Abstract
Japanese B encephalitis (JBE) seemed to be known in the another name of disease in Japan about one thousand and two hundreds years ago (Kakinuma1) and Mitamura2)), however, attension was paid first by the Japanese workers, who published their views on clinical and experimental findings of it, since Economo had described an encephalitis lethargica in Europe in 1917.
In 1933 the Third Sub-Committee of Encephalitis was organized in the Japanese Association for Promoting Science and Prof. Dr. R. Inada was appointed a chief of the Sub-Committee and the systematical study on a large scale has started. All the members of the Sub-Committee and the others who did not belong to the Sub-Committee have done their utmost to remove the misterious veil covering JBE. In the summer of 1933 an epidemic of JBE occured in Japan. Hayashi, 3) Okayama Medical College, was successful experimentally to transfer the disease to monkey in the same year. On the occasion of the next epidemic which took place in. 1935, many workers were able to isolate the JBE virus in Eukuoka, Okayama, Hyogo, Osaka, Kyoto, Niigata and Tokyo by using mice in the same manner of Webster in St. Louis encephalitis (SLE) in 1933. Kawamura4), Mitamura5) and Takagi6) have accordingly made clear the fact that the disease was immunologically different from the other known encephalitiden. Mitamura2) pointed out that those 30 newly isolated virus strains were almost the same though some minor variant might be found in their antigenic structure among them, and that there was one kind of JBE virus in Japan.

# PROBLEM REQUIREMENTS
Return the abstract on Japanese B encephalitis above in full, word for word.

# SOURCE MATERIAL
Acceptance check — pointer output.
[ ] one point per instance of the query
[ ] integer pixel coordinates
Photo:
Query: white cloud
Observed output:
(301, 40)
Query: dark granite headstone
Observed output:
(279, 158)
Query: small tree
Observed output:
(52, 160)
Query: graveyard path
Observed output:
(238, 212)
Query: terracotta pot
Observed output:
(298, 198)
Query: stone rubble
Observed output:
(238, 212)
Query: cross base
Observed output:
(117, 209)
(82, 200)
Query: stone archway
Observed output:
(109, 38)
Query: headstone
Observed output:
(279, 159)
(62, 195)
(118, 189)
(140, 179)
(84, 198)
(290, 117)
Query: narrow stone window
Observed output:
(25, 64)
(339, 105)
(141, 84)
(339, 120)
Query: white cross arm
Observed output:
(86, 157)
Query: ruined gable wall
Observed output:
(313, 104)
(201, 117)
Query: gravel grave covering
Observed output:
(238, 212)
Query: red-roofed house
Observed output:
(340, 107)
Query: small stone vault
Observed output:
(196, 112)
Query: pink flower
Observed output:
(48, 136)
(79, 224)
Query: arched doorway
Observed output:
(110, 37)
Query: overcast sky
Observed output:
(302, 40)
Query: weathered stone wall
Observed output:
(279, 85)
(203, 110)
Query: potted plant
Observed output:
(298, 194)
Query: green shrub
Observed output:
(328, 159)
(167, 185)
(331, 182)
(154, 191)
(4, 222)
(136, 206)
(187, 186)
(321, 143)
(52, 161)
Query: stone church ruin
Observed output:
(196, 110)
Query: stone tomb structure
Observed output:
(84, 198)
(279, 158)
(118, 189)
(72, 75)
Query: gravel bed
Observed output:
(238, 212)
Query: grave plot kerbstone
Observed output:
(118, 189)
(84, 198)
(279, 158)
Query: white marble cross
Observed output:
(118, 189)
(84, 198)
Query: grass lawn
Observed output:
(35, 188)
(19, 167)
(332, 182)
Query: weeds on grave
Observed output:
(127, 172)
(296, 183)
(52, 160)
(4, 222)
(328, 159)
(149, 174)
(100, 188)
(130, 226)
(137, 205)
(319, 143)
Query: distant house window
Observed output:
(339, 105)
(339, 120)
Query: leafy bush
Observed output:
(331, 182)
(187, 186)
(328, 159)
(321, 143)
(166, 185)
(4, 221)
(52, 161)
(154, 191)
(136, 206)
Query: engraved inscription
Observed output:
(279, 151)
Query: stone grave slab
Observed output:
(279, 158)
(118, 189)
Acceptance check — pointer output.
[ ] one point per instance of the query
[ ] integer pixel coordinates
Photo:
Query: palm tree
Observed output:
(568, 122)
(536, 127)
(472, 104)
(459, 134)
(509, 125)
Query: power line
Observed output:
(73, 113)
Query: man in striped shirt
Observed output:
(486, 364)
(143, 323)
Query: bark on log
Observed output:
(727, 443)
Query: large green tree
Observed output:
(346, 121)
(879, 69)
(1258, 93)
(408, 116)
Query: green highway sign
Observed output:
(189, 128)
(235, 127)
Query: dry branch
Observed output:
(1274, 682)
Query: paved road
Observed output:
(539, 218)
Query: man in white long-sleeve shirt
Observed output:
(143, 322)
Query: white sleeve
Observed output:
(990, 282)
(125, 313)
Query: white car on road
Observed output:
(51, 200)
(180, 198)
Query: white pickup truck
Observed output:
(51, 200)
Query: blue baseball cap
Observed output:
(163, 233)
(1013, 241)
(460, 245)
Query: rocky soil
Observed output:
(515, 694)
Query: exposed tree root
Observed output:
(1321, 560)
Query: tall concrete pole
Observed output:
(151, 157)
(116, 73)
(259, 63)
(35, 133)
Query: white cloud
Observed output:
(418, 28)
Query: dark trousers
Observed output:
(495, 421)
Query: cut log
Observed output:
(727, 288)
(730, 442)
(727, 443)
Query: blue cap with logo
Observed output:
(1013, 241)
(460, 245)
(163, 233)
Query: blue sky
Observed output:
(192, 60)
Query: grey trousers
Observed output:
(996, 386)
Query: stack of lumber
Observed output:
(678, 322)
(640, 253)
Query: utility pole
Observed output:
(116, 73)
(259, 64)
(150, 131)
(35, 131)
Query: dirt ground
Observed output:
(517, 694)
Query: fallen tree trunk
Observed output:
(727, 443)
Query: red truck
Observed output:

# ANSWER
Abstract
Japanese B encephalitis (JBE) seemed to be known in the another name of disease in Japan about one thousand and two hundreds years ago (Kakinuma1) and Mitamura2)), however, attension was paid first by the Japanese workers, who published their views on clinical and experimental findings of it, since Economo had described an encephalitis lethargica in Europe in 1917.
In 1933 the Third Sub-Committee of Encephalitis was organized in the Japanese Association for Promoting Science and Prof. Dr. R. Inada was appointed a chief of the Sub-Committee and the systematical study on a large scale has started. All the members of the Sub-Committee and the others who did not belong to the Sub-Committee have done their utmost to remove the misterious veil covering JBE. In the summer of 1933 an epidemic of JBE occured in Japan. Hayashi, 3) Okayama Medical College, was successful experimentally to transfer the disease to monkey in the same year. On the occasion of the next epidemic which took place in. 1935, many workers were able to isolate the JBE virus in Eukuoka, Okayama, Hyogo, Osaka, Kyoto, Niigata and Tokyo by using mice in the same manner of Webster in St. Louis encephalitis (SLE) in 1933. Kawamura4), Mitamura5) and Takagi6) have accordingly made clear the fact that the disease was immunologically different from the other known encephalitiden. Mitamura2) pointed out that those 30 newly isolated virus strains were almost the same though some minor variant might be found in their antigenic structure among them, and that there was one kind of JBE virus in Japan.